RAW RECORDS –
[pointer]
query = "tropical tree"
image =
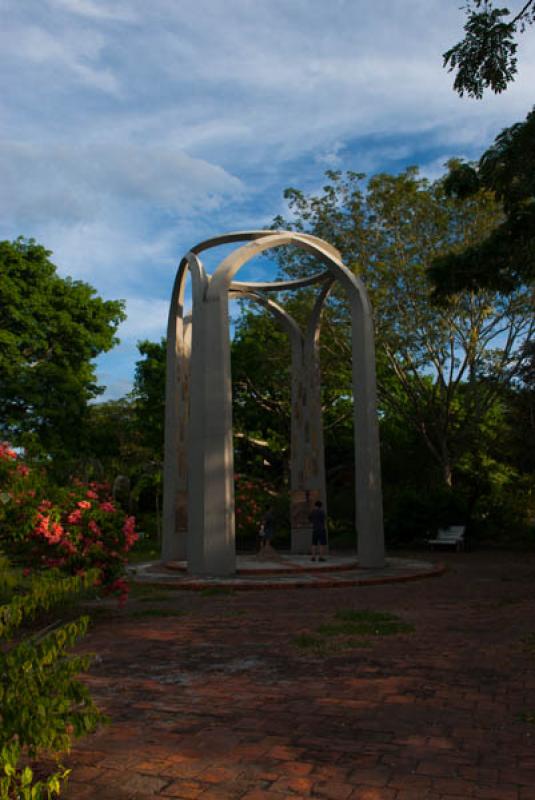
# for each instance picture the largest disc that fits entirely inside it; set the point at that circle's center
(505, 258)
(440, 369)
(486, 57)
(51, 330)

REQUIRED TASK –
Pull every line of text from the rows above and reproduce each one unchanged, leaving out the picture.

SOLUTION TO THIS PROBLEM –
[pointer]
query = "tropical tree"
image =
# for each instance picture the largest disc that fits entirely inside it; set the point at that circle's center
(505, 258)
(440, 369)
(486, 57)
(51, 330)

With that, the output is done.